──────── INFORMATION SHOWN
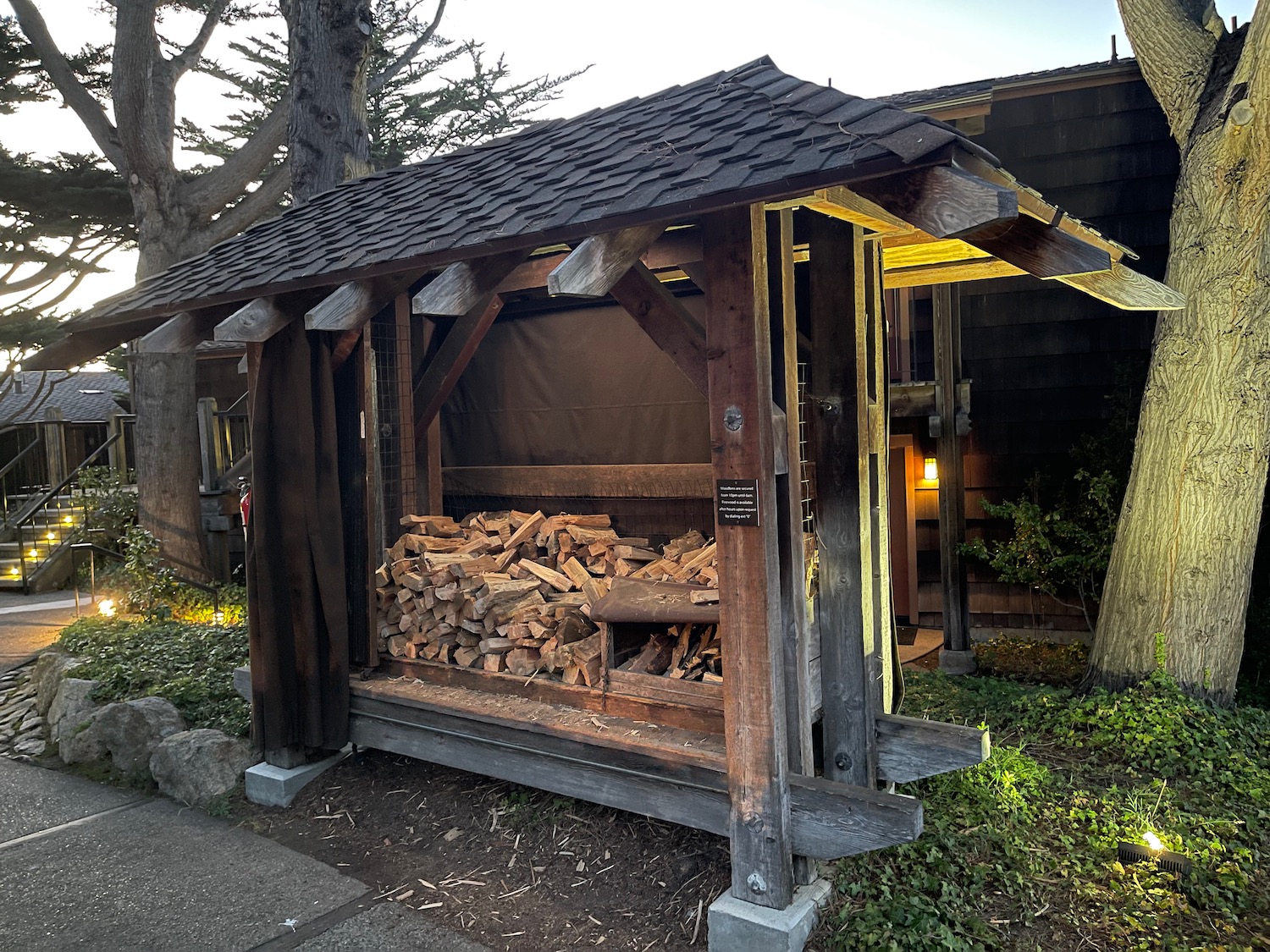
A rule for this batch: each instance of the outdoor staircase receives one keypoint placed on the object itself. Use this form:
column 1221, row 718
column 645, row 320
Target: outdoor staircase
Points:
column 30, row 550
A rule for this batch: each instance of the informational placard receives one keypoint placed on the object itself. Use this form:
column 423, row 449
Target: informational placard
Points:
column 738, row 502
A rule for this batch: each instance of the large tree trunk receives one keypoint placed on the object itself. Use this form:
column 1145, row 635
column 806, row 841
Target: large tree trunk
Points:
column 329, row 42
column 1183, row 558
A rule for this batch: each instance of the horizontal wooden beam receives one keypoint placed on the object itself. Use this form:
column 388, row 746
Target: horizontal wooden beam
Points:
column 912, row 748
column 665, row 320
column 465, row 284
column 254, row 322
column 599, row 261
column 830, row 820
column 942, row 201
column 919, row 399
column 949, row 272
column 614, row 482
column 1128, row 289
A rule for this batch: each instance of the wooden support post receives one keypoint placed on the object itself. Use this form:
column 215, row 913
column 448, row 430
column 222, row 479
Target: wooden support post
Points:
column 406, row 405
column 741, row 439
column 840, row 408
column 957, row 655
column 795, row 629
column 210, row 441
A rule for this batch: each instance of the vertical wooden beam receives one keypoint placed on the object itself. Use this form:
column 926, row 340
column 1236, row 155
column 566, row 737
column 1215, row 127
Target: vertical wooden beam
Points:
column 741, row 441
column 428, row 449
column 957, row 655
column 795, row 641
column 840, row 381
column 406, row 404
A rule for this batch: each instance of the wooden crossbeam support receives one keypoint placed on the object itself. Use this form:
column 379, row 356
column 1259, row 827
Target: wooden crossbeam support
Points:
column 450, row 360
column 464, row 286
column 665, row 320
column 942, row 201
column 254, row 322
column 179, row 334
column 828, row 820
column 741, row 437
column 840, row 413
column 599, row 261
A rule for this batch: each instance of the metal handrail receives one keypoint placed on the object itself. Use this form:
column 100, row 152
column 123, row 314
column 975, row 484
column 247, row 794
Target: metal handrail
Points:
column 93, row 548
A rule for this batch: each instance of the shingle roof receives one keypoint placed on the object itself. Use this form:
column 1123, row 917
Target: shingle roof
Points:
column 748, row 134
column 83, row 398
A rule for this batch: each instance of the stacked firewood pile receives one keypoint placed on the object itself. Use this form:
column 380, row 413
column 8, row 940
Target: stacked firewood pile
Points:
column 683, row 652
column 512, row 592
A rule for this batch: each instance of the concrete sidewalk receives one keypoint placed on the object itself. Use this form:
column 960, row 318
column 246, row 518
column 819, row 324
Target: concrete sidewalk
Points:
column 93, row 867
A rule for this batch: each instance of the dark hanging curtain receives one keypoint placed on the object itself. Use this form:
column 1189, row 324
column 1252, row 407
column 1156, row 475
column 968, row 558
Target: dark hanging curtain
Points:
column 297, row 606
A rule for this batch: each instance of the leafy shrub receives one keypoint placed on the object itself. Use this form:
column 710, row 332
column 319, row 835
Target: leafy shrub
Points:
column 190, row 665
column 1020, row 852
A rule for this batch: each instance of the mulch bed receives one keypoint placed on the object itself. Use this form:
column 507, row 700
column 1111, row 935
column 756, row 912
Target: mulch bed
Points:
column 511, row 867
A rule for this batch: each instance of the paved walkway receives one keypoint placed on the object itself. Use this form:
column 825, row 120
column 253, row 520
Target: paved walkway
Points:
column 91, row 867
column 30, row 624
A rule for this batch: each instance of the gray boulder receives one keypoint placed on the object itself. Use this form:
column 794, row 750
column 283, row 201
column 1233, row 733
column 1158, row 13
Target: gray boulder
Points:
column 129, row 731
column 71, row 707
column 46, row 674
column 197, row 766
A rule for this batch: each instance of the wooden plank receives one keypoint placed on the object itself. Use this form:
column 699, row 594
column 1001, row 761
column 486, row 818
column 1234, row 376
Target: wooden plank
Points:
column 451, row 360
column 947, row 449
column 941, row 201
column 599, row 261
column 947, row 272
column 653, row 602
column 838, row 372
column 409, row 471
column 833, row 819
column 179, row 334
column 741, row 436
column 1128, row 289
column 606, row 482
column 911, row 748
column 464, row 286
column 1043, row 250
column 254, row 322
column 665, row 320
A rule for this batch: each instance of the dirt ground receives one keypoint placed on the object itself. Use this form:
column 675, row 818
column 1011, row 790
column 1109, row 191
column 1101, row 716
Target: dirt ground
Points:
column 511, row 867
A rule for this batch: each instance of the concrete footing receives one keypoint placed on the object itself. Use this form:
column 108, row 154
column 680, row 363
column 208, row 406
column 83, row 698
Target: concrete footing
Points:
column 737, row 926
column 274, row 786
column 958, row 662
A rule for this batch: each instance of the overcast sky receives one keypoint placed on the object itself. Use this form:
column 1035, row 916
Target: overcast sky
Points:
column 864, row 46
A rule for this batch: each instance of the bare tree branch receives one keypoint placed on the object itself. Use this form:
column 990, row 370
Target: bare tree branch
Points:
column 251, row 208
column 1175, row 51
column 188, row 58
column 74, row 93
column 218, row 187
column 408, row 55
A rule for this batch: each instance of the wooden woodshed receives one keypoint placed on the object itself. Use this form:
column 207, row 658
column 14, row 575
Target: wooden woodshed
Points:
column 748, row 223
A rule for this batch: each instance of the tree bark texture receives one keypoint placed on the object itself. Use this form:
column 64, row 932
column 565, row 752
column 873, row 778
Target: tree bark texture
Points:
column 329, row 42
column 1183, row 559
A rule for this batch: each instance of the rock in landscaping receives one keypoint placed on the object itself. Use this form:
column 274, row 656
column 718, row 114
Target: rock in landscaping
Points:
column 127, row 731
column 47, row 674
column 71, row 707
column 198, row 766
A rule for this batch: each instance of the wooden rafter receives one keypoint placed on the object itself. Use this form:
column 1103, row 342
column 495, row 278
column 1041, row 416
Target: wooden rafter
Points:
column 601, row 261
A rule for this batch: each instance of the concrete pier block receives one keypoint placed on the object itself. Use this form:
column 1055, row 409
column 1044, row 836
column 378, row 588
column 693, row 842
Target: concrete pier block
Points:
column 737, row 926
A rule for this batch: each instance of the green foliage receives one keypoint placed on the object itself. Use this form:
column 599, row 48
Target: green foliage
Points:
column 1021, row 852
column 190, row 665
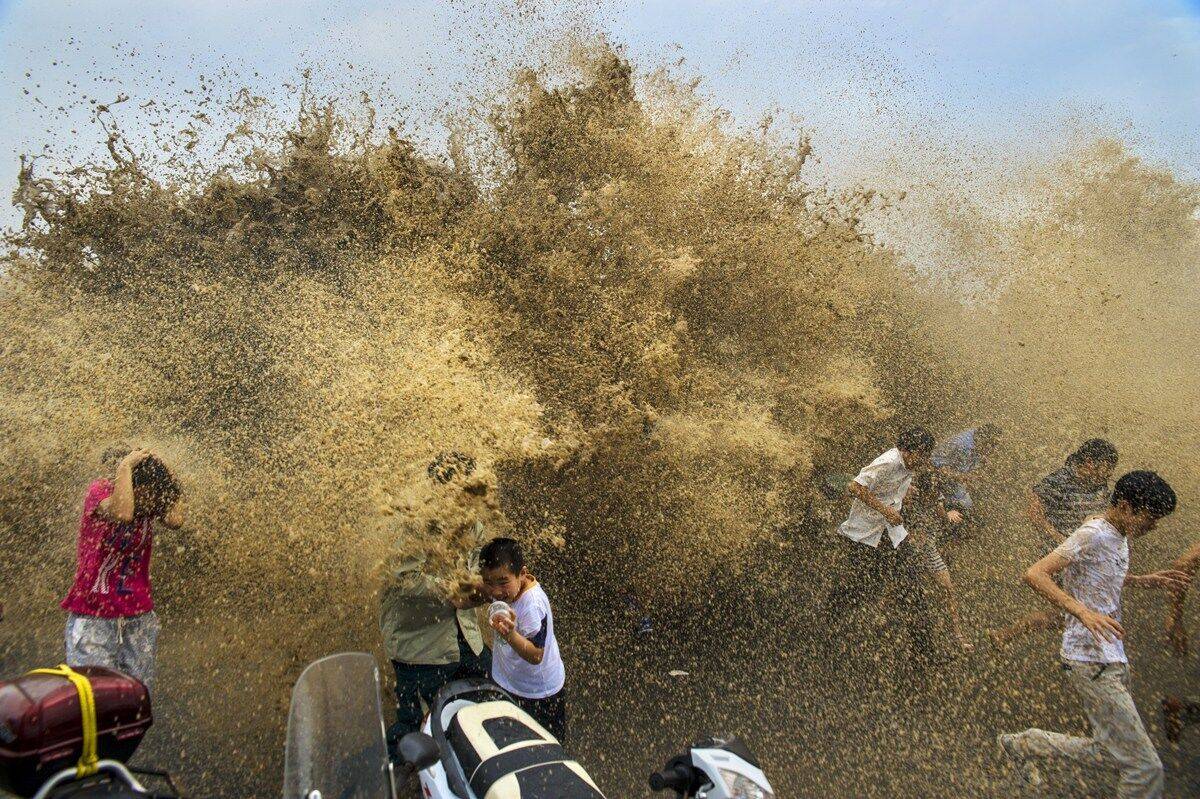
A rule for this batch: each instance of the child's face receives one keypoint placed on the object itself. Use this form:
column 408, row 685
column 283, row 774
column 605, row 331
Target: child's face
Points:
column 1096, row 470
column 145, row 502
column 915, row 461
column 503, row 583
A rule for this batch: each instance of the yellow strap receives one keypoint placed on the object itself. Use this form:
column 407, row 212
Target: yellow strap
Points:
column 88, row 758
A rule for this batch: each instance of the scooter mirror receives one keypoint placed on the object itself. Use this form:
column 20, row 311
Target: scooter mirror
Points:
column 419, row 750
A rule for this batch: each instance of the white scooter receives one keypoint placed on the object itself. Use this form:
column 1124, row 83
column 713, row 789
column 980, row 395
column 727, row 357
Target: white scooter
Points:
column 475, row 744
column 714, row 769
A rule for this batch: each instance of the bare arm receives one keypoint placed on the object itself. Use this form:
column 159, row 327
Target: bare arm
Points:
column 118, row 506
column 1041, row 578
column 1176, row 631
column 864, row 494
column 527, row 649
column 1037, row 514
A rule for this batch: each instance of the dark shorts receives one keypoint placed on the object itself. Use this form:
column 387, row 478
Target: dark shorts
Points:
────────────────
* WHAT IS EXPECTED: Output the data word for word, from its first line through the line that contains "column 1183, row 558", with both ends included. Leave the pictures out of your answer.

* OUTPUT BELOW:
A rule for this batch: each instance of the outdoor staircase receives one keypoint placed on the object itself. Use this form:
column 1221, row 718
column 645, row 320
Target: outdoor staircase
Points:
column 30, row 550
A rule for this batch: each instance of the informational placard receives one keypoint placed on the object itself. Use this form:
column 423, row 449
Target: informational placard
Points:
column 738, row 502
A rule for this batch: each instance of the large tree trunk receives one keypoint placed on the object itself. Use this form:
column 1145, row 635
column 806, row 841
Target: large tree trunk
Points:
column 329, row 42
column 1183, row 558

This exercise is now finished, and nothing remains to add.